- [WHAT YOU HAVE TO DO]: Write out, unchanged, the lines from the one holding "Could you point out the dugout" to the close of the listing. Both the first and last lines belong in it.

((

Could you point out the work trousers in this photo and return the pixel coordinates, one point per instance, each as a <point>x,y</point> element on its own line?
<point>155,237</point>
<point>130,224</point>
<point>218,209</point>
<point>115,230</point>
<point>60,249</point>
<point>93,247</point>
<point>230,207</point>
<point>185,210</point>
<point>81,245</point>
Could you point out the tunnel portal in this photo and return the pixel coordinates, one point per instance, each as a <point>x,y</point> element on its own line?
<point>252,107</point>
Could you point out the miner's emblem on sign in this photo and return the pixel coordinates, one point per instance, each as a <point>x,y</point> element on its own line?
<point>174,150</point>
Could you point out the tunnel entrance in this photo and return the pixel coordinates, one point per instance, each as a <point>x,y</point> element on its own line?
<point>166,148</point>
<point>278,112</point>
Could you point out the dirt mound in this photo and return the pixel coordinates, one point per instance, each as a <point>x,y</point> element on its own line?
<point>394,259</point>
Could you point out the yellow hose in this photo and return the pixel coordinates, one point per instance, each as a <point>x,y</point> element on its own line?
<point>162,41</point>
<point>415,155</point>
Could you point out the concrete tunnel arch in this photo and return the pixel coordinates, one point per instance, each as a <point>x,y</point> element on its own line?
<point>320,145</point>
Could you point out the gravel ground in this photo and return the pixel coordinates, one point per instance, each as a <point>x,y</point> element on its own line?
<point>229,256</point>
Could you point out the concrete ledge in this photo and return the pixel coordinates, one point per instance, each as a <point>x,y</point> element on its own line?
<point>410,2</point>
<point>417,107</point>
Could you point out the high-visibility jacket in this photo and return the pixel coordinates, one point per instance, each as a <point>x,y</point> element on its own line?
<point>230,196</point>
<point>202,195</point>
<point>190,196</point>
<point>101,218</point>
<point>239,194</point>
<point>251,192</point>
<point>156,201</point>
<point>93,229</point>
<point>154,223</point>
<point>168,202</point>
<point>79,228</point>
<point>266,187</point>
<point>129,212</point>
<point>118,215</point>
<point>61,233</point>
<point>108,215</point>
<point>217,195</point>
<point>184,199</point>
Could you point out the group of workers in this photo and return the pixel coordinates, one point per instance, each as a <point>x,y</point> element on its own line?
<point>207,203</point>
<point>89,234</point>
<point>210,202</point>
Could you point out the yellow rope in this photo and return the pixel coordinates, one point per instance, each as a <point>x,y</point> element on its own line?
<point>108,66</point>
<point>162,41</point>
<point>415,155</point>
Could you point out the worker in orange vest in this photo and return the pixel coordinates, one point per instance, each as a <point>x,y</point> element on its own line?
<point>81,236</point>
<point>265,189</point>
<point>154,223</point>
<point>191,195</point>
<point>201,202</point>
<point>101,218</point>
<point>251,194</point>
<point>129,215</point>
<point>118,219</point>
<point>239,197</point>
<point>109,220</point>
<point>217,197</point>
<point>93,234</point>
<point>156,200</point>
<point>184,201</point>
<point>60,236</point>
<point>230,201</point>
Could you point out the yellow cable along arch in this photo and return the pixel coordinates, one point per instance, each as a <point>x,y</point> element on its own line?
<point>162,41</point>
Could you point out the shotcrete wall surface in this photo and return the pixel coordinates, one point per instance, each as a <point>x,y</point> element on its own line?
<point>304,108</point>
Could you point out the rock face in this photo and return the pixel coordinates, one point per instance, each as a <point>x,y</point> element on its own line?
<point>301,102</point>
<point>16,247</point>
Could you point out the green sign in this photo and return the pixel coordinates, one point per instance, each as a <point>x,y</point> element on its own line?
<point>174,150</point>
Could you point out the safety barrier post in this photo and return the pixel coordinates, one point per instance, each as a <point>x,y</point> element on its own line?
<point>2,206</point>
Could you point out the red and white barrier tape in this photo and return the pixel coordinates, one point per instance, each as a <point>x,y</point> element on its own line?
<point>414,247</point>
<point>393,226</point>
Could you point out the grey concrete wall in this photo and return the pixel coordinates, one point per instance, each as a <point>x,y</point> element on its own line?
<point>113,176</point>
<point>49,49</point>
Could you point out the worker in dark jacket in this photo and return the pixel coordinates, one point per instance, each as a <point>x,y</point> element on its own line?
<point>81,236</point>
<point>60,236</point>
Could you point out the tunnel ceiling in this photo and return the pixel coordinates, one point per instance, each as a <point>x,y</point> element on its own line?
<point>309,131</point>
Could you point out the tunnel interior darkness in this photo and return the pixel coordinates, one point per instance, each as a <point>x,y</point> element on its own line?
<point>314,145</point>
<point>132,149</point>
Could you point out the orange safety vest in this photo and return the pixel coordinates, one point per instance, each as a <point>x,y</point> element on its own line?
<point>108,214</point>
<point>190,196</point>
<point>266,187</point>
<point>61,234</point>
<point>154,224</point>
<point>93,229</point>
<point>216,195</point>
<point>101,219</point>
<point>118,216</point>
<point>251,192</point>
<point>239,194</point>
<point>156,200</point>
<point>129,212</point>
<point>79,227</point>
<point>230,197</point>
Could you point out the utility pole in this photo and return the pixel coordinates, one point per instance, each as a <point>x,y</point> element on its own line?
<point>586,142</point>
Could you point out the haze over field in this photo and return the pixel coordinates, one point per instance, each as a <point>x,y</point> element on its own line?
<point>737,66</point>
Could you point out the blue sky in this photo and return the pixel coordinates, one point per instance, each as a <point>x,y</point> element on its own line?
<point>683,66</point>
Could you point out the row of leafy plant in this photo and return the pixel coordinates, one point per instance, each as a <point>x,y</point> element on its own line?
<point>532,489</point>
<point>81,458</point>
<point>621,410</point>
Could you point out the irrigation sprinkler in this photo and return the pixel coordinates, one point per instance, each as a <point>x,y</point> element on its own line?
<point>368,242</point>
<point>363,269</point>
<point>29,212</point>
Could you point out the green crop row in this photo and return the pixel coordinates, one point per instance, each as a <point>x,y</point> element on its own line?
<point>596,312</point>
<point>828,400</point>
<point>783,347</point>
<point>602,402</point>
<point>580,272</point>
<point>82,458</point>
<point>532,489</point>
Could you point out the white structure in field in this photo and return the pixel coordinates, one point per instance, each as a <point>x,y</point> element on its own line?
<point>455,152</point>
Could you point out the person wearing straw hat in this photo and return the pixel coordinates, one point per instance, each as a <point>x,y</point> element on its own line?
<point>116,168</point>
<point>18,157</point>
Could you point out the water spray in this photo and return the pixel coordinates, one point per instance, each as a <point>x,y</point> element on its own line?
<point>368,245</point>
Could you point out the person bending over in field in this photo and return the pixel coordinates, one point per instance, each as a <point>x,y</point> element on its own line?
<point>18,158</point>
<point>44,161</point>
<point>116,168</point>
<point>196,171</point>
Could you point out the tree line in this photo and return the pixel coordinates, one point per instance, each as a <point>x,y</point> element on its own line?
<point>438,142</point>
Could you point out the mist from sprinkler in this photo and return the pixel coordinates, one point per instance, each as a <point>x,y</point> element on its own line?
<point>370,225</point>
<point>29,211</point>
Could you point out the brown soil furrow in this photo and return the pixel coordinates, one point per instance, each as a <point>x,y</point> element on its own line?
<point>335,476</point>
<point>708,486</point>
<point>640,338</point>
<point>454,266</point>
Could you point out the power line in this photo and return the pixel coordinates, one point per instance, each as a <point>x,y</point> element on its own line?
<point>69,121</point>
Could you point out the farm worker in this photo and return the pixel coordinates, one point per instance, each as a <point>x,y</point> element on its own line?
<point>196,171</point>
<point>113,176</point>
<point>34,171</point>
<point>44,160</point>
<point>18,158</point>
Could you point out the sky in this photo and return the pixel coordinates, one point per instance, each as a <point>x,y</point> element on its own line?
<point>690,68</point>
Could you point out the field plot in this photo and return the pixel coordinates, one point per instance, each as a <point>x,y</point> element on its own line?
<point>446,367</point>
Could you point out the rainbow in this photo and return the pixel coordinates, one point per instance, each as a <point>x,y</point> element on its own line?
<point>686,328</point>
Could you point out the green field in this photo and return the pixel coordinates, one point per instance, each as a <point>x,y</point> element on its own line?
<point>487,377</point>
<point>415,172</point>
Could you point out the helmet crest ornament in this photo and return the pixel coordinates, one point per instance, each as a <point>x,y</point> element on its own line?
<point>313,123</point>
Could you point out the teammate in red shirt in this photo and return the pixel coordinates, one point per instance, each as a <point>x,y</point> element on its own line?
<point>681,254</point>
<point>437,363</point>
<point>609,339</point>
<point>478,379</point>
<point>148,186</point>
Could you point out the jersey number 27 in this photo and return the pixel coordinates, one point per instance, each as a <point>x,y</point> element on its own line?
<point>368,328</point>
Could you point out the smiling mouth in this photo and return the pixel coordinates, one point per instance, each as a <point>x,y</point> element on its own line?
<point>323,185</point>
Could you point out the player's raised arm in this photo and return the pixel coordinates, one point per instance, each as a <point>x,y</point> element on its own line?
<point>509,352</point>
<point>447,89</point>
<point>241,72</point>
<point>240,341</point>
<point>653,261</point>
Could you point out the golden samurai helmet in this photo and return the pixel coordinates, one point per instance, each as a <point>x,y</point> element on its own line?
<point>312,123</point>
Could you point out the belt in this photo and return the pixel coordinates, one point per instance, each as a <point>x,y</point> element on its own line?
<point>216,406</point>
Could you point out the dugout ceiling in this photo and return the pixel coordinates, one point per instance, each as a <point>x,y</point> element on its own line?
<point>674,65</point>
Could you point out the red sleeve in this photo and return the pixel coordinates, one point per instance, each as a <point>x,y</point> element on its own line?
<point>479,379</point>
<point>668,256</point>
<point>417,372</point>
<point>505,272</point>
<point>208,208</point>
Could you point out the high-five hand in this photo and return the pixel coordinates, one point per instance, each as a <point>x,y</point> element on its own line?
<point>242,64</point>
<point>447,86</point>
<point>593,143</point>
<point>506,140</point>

))

- [RESULT OF THE TASK]:
Could you point out the dugout ceiling in this photo and return the pixel coordinates, one point per instance, each as a <point>x,y</point> element on its own line?
<point>674,65</point>
Could you point out the red sleeve in this photo and return the pixel coordinates, one point per instance, each as a <point>x,y</point> element on its own line?
<point>479,379</point>
<point>668,256</point>
<point>417,372</point>
<point>505,272</point>
<point>208,208</point>
Could you point out the high-five hand in this photo and return the pixel coordinates, one point per instance, each as a <point>x,y</point> element on its own line?
<point>242,64</point>
<point>447,86</point>
<point>593,143</point>
<point>506,140</point>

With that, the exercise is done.